• **Task requirements**: Copy everything from the line containing "Where can the orange" down to the end of the records, requests included, and shift every coordinate in the answer points by -42.

++++++

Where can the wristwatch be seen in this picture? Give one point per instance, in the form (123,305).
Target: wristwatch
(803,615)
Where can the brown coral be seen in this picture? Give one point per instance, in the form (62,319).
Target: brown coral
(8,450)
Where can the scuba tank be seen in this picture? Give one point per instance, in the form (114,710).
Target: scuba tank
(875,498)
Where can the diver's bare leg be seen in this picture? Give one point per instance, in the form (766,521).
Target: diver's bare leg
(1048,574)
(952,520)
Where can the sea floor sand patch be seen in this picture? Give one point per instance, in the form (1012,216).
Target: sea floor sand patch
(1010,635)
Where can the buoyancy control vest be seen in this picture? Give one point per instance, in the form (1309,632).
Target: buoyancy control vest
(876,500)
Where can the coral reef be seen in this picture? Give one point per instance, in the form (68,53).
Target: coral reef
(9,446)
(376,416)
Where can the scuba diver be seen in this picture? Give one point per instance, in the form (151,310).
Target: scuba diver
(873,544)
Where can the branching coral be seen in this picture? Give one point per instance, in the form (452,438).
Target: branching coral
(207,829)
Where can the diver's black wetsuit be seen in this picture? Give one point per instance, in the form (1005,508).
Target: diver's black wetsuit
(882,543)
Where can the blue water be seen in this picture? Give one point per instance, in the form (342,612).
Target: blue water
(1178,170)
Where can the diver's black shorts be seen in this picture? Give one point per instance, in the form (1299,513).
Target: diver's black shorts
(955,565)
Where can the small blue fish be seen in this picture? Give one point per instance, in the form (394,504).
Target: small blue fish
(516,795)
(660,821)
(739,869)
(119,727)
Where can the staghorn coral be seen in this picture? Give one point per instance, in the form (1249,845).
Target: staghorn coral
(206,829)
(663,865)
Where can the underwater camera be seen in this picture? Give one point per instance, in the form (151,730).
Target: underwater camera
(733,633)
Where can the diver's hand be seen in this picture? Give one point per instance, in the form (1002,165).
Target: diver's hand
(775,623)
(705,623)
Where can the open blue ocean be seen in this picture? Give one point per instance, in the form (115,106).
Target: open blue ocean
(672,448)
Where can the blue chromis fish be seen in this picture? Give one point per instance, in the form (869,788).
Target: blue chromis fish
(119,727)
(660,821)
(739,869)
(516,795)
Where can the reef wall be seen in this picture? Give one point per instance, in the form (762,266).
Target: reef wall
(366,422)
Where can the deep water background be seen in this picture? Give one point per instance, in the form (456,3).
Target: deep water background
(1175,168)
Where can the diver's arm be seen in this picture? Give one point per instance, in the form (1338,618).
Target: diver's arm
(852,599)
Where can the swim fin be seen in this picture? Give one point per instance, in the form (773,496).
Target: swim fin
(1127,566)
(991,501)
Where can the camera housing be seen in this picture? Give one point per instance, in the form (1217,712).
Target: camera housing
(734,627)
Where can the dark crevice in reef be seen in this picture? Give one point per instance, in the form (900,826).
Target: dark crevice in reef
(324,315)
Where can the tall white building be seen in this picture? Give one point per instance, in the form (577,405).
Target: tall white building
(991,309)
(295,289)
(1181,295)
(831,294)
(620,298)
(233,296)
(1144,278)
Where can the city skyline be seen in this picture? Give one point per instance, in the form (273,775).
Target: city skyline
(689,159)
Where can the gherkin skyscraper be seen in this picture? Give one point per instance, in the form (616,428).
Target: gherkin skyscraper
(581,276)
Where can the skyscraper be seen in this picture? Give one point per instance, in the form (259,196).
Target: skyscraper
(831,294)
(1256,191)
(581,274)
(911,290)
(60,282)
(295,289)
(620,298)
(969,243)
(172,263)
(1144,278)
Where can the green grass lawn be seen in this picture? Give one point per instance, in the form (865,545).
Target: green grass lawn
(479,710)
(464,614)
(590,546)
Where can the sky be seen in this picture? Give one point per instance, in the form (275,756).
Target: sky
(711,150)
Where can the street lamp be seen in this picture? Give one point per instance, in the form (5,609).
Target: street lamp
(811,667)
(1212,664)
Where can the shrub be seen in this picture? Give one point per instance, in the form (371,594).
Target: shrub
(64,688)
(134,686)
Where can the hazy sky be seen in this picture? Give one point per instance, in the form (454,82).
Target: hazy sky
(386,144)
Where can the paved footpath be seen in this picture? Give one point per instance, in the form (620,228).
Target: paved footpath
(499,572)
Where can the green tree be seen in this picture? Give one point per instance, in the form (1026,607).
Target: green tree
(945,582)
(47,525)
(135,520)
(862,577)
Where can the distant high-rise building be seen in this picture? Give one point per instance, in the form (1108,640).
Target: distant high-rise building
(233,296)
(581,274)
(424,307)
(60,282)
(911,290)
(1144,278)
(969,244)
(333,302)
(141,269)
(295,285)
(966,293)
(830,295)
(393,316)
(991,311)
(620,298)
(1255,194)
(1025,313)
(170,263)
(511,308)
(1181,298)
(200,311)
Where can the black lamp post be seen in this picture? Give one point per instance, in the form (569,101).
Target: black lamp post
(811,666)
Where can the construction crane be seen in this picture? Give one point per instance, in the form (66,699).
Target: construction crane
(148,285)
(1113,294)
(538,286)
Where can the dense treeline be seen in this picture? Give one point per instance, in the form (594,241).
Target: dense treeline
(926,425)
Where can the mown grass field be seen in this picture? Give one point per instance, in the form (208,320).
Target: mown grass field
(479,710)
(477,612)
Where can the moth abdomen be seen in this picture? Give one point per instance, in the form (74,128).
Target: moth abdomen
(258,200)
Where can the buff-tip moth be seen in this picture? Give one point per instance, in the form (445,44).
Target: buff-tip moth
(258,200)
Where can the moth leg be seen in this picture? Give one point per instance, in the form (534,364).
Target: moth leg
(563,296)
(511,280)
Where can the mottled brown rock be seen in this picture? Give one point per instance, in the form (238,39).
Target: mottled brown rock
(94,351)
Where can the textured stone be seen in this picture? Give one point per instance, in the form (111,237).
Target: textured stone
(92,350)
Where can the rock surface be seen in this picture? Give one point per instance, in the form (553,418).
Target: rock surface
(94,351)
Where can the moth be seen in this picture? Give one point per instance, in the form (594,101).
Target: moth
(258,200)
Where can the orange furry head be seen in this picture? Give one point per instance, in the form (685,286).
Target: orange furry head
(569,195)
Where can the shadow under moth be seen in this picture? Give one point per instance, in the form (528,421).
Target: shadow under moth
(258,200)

++++++

• **Expected answer**:
Where can the orange furry head be seen in this picture? Give one point per instance, in the form (685,286).
Target: orange furry head
(527,153)
Where can the shadow under moth be seen in this picture? Give one point per instance, in the form (528,421).
Target: shadow under moth
(216,158)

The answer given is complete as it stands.